--- Start Entries ---

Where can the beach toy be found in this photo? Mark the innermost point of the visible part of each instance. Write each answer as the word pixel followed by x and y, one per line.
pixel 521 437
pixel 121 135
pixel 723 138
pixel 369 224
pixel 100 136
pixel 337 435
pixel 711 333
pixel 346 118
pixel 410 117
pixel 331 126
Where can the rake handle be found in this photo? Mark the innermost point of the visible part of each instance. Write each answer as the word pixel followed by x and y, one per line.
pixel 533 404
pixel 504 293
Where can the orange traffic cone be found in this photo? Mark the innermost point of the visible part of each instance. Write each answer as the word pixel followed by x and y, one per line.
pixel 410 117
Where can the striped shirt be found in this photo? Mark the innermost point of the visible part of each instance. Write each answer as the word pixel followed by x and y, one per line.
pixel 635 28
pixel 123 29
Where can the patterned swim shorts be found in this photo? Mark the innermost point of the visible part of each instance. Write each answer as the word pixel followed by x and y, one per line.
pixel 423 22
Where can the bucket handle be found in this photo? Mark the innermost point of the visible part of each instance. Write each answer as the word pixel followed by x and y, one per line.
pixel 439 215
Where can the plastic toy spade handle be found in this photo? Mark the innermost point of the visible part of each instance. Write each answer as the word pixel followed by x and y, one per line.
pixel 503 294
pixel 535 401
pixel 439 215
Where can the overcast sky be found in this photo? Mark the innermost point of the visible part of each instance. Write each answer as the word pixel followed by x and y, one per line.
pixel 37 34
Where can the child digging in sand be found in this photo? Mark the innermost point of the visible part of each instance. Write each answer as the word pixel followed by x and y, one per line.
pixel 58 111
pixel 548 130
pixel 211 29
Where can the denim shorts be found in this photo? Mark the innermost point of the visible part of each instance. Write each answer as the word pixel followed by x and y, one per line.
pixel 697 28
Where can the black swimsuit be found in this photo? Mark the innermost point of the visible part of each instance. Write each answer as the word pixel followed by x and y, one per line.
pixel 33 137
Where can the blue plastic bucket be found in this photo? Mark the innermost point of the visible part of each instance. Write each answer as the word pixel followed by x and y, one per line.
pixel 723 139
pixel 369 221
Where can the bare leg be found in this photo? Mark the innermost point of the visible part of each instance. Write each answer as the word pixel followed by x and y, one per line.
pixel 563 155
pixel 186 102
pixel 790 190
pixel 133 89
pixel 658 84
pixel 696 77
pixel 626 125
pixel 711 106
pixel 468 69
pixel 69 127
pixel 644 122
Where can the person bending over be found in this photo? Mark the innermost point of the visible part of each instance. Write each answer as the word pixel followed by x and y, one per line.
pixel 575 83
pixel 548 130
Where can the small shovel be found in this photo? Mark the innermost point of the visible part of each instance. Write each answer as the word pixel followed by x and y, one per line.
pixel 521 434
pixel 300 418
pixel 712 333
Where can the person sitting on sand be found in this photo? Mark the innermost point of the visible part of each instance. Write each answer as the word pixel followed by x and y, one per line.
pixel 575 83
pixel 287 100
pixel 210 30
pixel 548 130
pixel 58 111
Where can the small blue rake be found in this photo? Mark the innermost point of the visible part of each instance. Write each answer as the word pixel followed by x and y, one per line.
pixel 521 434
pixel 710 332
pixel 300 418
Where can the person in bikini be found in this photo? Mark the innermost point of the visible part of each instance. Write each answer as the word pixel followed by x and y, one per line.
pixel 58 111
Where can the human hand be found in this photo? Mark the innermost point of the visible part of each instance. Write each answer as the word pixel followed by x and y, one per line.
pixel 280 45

--- End Entries ---

* Task brief
Quote all of the items above verbatim, line by line and in their original order.

* Result
Where can the beach toy be found in this photo? Mark the innermost point of the visible part of each instance. Write each answer as the word pixel followed by x and y, one per line.
pixel 521 437
pixel 121 135
pixel 723 138
pixel 369 224
pixel 100 136
pixel 337 435
pixel 711 333
pixel 346 118
pixel 410 117
pixel 331 126
Where can the rake handle be found in this photo? Mark the innermost point of the visible part of each instance. Write each answer as the word pixel followed by x and y, one per line.
pixel 533 404
pixel 504 293
Where can the orange traffic cone be found in this photo? Mark the innermost point of the visible part of each instance. Write each answer as the word pixel followed by x and y, one per line.
pixel 410 117
Where can the striped shirt be found in this photo? Mark the innermost point of the visible part of each instance. Write each answer as the word pixel followed by x and y, one per line.
pixel 635 28
pixel 123 29
Where can the patterned swim shorts be found in this photo? Mark the innermost point of the visible part of each instance. Write each answer as the word pixel followed by x and y, one per line.
pixel 423 22
Where can the bucket handle be found in this photo? Mark the innermost point of the visible part of each instance. Write each answer as the word pixel followed by x and y, one per line.
pixel 439 215
Where can the plastic toy spade handle be found in this photo? Mark the innermost point of the visible part of each instance. Write each answer as the word pixel followed by x and y, one per line.
pixel 503 294
pixel 535 401
pixel 439 215
Where can the overcast sky be found in this photo? Mark the innermost point of the visible part of each instance. Write each answer as the word pixel followed by x and y, one per line.
pixel 37 34
Where can the child digging in sand be found in this photo? Mark the innermost point of the visible part of each instance. Write each answer as the word pixel followed by x and y, one per line.
pixel 58 111
pixel 548 130
pixel 211 29
Where can the denim shorts be found in this photo? Mark the innermost point of the visible part of each instance. Write each answer as the word pixel followed by x and y, one per line.
pixel 697 28
Where can the black swimsuit be found in this photo? Mark the innermost point of the visible part of each instance. Write each answer as the word pixel followed by x and y, one per line.
pixel 33 137
Where can the blue plastic bucket be found in this photo? Mark the innermost point of the visible part of each instance. Write each answer as the word pixel followed by x and y, one per line.
pixel 723 139
pixel 369 221
Where can the bare leg be found in this photo? Mark the innermost point of the visible part of each instance. Write each answer as the word pixel followed by x and y, one per line.
pixel 563 155
pixel 186 102
pixel 790 190
pixel 133 89
pixel 658 84
pixel 696 77
pixel 626 125
pixel 711 106
pixel 468 69
pixel 69 127
pixel 644 122
Where can the person bending over be found in this photo? Mark the innermost point of the visible part of each instance. Write each answer as the word pixel followed by x and y, one per line.
pixel 575 83
pixel 548 130
Where can the small shovel be found in this photo? Mark the innermost point of the visible part of each instance. Write each answer as the word pixel followed by x and y, one per line.
pixel 521 434
pixel 300 418
pixel 712 333
Where can the person sitting on sand be found in this photo? Mark the innermost point of the visible part of each instance. Write each answer as the word pixel followed by x and y, one per line.
pixel 575 83
pixel 287 100
pixel 210 30
pixel 548 130
pixel 58 111
Where can the small blue rake be found in this photo? Mark the innermost point of the visible part of each instance. Write each answer as the word pixel followed by x and y, one per line.
pixel 521 434
pixel 710 332
pixel 300 418
Where can the person in bikini be found in this photo? Mark the innermost point of the visible part of each instance. Write each answer as the word pixel followed by x and y, one per line.
pixel 58 111
Where can the human hand be found in this photo? Mark the innermost point of the visible part of each instance. Write each answer as the word pixel followed by x and y, one per line.
pixel 280 45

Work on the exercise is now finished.